La serie española La casa de papel ha logrado conseguir eso que todas las producciones se proponen y muy pocas logran. El éxito total, las recomendaciones de boca en boca y ese fenómeno inexplicable que hace que los seguidores tengan que ver un capítulo tras otro, mientras juran en vano “este es el último” al momento de dar play a un episodio más.

El suceso fue tal, que día a día aparecen noticias insólitas relacionadas a la serie de Netflix. Los célebres ladrones de bancos son entrevistados y dan su opinión sobre la ficción del momento y varias bandas delictivas ya comenzaron a operar con la célebre máscara de Dalí, no siempre con buenos resultados.  El actor Pedro Alonso, que personifica a Berlin, arribó esta semana a Buenos Aires y a pesar de haber sido un desconocido total hasta hace un año, hoy no puede caminar por la calle sin que todos los porteños lo reconozcan y le pidan una selfie.

Aunque la historia llegó a un final claro en la segunda temporada, la demanda es tan grande que los realizadores han decidido reabrir la historia, a pesar de que los mismos protagonistas ya habían reconocido que la serie había llegado a su final y que estaba completamente terminada.

Esta serie tiene la particularidad de que “los buenos” son “los malos”, algo que si bien ya se ha visto en otras oportunidades en la cinematografía, existen en esta historia ciertos aspectos relacionados con la política y la economía que merecen ser analizados.

¿Imprimir billetes es robar?
★ ★ ★ ★
TAREAS PROPUESTAS:
1: Copia el tramo del texto sobre La casa de papel que va entre "El suceso fue" y "estaba completamente terminada.", ambos incluidos, y cambia "máscara" por "careta".
2: Retoma el texto sobre La casa de papel y continúalo a partir de su última frase.

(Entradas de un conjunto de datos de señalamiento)
★ ★ ★ ★
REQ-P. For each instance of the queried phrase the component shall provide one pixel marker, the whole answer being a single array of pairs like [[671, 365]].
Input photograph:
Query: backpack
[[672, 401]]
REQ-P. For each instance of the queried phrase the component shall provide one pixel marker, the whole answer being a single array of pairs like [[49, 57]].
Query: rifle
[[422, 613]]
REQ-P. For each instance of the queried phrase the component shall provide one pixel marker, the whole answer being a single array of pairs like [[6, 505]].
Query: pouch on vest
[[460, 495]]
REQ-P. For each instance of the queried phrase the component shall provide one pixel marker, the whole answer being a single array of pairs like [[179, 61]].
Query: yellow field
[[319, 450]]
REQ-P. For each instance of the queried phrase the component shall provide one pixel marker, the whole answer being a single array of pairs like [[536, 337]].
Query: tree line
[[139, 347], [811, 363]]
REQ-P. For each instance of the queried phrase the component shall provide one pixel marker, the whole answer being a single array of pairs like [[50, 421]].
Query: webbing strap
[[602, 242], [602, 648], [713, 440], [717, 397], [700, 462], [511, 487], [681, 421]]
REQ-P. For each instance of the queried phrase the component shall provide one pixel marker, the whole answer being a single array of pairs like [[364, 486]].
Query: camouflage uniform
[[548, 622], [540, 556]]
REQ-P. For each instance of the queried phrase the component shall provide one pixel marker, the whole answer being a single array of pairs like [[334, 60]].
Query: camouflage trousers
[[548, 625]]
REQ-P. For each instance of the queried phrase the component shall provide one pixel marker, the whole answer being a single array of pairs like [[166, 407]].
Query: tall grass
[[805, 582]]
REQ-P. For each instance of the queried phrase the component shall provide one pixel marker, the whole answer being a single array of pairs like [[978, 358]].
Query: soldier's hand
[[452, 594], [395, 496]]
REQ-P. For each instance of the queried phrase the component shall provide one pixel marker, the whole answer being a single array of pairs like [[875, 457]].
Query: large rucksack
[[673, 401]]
★ ★ ★ ★
RESPUESTAS:
1:
El suceso fue tal, que día a día aparecen noticias insólitas relacionadas a la serie de Netflix. Los célebres ladrones de bancos son entrevistados y dan su opinión sobre la ficción del momento y varias bandas delictivas ya comenzaron a operar con la célebre careta de Dalí, no siempre con buenos resultados.  El actor Pedro Alonso, que personifica a Berlin, arribó esta semana a Buenos Aires y a pesar de haber sido un desconocido total hasta hace un año, hoy no puede caminar por la calle sin que todos los porteños lo reconozcan y le pidan una selfie.

Aunque la historia llegó a un final claro en la segunda temporada, la demanda es tan grande que los realizadores han decidido reabrir la historia, a pesar de que los mismos protagonistas ya habían reconocido que la serie había llegado a su final y que estaba completamente terminada.

2:
Uno de los aspectos más atractivos de La Casa de Papel es que los héroes y villanos entran a la Casa de la Moneda a robar tiempo. La banda de ladrones necesita generar toda una serie de distracciones que permitan demorar el ingreso de las fuerzas policiales, mientras se dedican a imprimir billetes. Sin ir a los detalles y evitando caer en spoilers, en el último episodio el líder de la banda, al ser increpado por sus acciones, se justifica diciendo que el Banco Central Europeo imprimió miles de millones de billetes para salvar a entidades que cuentan con privilegios que no tienen el resto de los mortales.

Más allá del discurso con tintes de Robin Hood libertario, lo cierto es que “el profesor” pone el dedo en la llaga, no solo para relativizar su culpa, sino para responsabilizar a las autoridades de acciones inmorales.

El robo, o mejor dicho, la apropiación de los billetes impresos por los mismos protagonistas, genera un indulto en el espectador que mira con benevolencia y admiración la operación que, en definitiva, no le quitó nada a nadie.

Existe una razón muy clara por la cual los Estados, que tienen el monopolio de la impresión de billetes por medio de sus bancos centrales, persiguen la falsificación. Es decir, la impresión de dinero que no realizan ellos mismos. Si cada persona pudiera imprimir sus propios billetes, la relación del circulante con los bienes y servicios de la economía no haría otra cosa que devaluar el valor adquisitivo de cada papel, hasta llevarlo a 0.

Esta lección monetaria fue aprendida por casi todo el mundo, salvo casos como el chavismo venezolano o el reciente de los Kirchner en Argentina, que pusieron al frente del Banco Central a Mercedes Marcó del Pont, que dijo que la creencia de que la emisión genera inflación es “un mito neoliberal”. De más está decir cuales fueron los resultados de su gestión.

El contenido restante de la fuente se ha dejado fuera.